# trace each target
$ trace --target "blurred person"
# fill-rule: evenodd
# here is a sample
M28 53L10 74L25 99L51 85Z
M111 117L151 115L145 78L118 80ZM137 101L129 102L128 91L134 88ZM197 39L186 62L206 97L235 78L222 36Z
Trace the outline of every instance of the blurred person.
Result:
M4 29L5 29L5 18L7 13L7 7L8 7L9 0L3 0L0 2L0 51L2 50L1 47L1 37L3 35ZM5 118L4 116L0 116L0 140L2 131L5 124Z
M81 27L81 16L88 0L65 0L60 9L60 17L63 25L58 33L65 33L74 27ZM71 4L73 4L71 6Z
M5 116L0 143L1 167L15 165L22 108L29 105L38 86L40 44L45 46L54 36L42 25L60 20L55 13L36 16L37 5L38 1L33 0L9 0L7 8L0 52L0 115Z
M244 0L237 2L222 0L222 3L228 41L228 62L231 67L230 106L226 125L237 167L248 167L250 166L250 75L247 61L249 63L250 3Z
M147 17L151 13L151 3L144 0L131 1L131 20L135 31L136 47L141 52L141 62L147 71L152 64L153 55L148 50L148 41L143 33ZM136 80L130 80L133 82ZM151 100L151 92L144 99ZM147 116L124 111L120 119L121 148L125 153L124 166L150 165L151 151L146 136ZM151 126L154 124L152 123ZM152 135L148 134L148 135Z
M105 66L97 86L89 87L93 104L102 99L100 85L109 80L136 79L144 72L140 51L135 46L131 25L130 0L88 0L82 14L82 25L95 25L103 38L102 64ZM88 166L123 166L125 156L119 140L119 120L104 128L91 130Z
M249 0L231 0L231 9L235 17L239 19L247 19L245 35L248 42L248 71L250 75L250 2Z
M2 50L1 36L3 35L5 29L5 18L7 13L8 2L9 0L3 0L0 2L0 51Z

* Work instruction:
After locating the line with "# fill-rule: evenodd" above, return that line and every later line through the one with "Trace the outline", word for word and with nothing else.

* Output of the exercise:
# fill-rule: evenodd
# here is a sample
M28 53L10 74L25 99L51 85Z
M111 117L151 115L145 78L118 80ZM137 101L129 102L128 91L134 88ZM197 39L186 62L206 97L235 78L222 36Z
Trace the outline of every instance of the blurred person.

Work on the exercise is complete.